What to work on: Beginning with the line containing "The component shall locate the wall-mounted" and ending with the last line of the records, set down every line exactly.

Exercise material:
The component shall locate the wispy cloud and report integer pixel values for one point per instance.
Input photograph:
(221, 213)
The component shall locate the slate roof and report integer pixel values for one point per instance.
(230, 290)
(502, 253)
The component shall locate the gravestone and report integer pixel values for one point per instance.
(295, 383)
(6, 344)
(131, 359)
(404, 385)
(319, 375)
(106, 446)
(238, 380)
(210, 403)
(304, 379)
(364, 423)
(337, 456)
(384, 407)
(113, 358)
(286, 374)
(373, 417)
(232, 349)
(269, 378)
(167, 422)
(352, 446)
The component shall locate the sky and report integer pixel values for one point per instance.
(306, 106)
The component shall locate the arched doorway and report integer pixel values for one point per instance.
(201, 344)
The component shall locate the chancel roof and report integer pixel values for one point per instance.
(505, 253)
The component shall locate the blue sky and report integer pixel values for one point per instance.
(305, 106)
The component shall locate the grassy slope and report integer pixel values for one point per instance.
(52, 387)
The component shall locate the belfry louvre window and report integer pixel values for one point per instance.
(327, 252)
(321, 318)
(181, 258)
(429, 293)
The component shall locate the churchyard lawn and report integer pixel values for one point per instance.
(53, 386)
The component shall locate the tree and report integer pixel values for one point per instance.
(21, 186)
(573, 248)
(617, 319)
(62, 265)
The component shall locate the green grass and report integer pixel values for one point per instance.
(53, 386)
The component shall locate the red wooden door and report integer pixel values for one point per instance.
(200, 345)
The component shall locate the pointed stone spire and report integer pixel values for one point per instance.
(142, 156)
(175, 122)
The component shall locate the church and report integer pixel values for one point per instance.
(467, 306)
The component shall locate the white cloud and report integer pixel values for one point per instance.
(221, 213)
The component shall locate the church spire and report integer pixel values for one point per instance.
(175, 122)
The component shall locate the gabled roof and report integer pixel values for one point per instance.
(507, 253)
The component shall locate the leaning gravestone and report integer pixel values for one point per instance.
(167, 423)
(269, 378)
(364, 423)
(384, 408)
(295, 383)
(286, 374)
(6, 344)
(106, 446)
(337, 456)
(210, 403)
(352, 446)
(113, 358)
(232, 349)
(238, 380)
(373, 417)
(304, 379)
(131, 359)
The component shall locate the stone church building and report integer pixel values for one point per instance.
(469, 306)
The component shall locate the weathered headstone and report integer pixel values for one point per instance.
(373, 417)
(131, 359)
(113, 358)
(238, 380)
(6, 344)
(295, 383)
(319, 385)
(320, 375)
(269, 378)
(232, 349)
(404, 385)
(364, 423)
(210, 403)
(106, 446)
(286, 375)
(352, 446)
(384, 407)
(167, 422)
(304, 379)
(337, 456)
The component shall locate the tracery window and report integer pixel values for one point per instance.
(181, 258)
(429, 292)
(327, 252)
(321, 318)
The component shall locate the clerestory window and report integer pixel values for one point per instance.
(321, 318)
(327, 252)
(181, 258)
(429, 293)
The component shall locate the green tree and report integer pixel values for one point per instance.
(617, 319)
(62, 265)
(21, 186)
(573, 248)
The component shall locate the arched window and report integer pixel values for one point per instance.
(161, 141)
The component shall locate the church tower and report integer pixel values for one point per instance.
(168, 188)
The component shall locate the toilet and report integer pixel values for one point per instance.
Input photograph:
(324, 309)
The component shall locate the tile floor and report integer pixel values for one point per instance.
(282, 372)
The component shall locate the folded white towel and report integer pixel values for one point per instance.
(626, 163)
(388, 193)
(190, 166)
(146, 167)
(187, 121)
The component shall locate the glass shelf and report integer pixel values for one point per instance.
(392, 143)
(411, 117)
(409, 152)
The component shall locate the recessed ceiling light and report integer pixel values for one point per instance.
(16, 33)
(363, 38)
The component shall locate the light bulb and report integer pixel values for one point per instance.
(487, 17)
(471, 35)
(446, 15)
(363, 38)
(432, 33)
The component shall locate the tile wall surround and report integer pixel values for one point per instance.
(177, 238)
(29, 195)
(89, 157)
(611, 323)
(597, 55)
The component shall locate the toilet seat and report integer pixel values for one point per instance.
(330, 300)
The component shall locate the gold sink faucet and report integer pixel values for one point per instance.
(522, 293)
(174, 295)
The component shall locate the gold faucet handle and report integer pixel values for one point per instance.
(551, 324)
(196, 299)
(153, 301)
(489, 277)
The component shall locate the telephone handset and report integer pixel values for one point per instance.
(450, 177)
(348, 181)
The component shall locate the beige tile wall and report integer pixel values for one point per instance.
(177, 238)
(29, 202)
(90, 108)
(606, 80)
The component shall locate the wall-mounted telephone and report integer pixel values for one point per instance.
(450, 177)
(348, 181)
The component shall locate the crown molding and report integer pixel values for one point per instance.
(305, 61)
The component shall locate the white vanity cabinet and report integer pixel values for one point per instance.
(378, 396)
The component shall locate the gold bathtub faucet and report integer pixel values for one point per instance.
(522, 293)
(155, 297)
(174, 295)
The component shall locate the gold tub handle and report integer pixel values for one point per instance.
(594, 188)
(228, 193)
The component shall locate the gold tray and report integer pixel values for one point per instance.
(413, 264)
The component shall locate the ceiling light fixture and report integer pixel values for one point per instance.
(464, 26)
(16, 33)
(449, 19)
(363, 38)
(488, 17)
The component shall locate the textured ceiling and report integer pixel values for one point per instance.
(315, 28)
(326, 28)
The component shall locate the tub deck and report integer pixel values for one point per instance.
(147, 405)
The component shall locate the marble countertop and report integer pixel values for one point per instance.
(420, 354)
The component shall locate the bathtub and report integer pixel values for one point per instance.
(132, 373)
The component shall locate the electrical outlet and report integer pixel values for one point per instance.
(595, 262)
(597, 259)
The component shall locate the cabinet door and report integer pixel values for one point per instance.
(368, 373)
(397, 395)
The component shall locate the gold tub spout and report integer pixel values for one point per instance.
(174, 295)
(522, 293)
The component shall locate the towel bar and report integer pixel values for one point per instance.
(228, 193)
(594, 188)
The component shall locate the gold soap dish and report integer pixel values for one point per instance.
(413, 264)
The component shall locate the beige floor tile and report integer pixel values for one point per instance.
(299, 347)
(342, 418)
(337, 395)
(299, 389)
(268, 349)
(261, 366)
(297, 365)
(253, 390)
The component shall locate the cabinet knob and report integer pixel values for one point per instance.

Completed task:
The component shall locate the wall-mounted telephone and report integer pixel values for one point per instance.
(450, 177)
(348, 181)
The component shall locate the crown molding and report integer pixel values for one point per instance.
(305, 61)
The component shall locate the white vanity cabinet and report integer pixel values for one point per instance.
(378, 396)
The component shall locate the gold bathtub faucet and report integer pixel values for one point per instance.
(522, 293)
(155, 297)
(174, 295)
The component shall locate the gold tub handle and report integer pixel values for one point per instance.
(594, 188)
(228, 193)
The component shall locate the gold tray and report integer pixel values for one point per instance.
(413, 264)
The component shall locate the ceiling light fixture and report integer pixel values for one point per instance.
(464, 26)
(16, 33)
(449, 19)
(363, 38)
(488, 17)
The component shall locate the textured ceiling and report integer pixel values for one point per instance.
(315, 28)
(326, 28)
The component shall locate the tub deck and report integer pixel values for one point per instance.
(147, 405)
The component shall locate the marble countertop and report integer pixel values for one point per instance.
(420, 354)
The component shall locate the bathtub and report integer pixel values for one point per instance.
(132, 373)
The component shall locate the electrical outlet and report integer pixel values for one point per instance.
(595, 262)
(597, 259)
The component shall locate the cabinet door and report integer pixel values for one point per instance.
(368, 373)
(397, 395)
The component shall locate the gold tub spout and report integer pixel values for one point per instance.
(174, 295)
(522, 293)
The component shall locate the towel bar and report integer pixel values for one point per instance.
(228, 193)
(594, 188)
The component shall locate the gold soap dish and report integer pixel values for one point per instance.
(413, 264)
The component shall locate the beige floor tile and report integer pixel values for one point per instance.
(299, 347)
(342, 418)
(337, 395)
(299, 389)
(268, 349)
(261, 366)
(297, 365)
(253, 390)
The component shall locate the cabinet knob and report integer pixel values for one point per instance.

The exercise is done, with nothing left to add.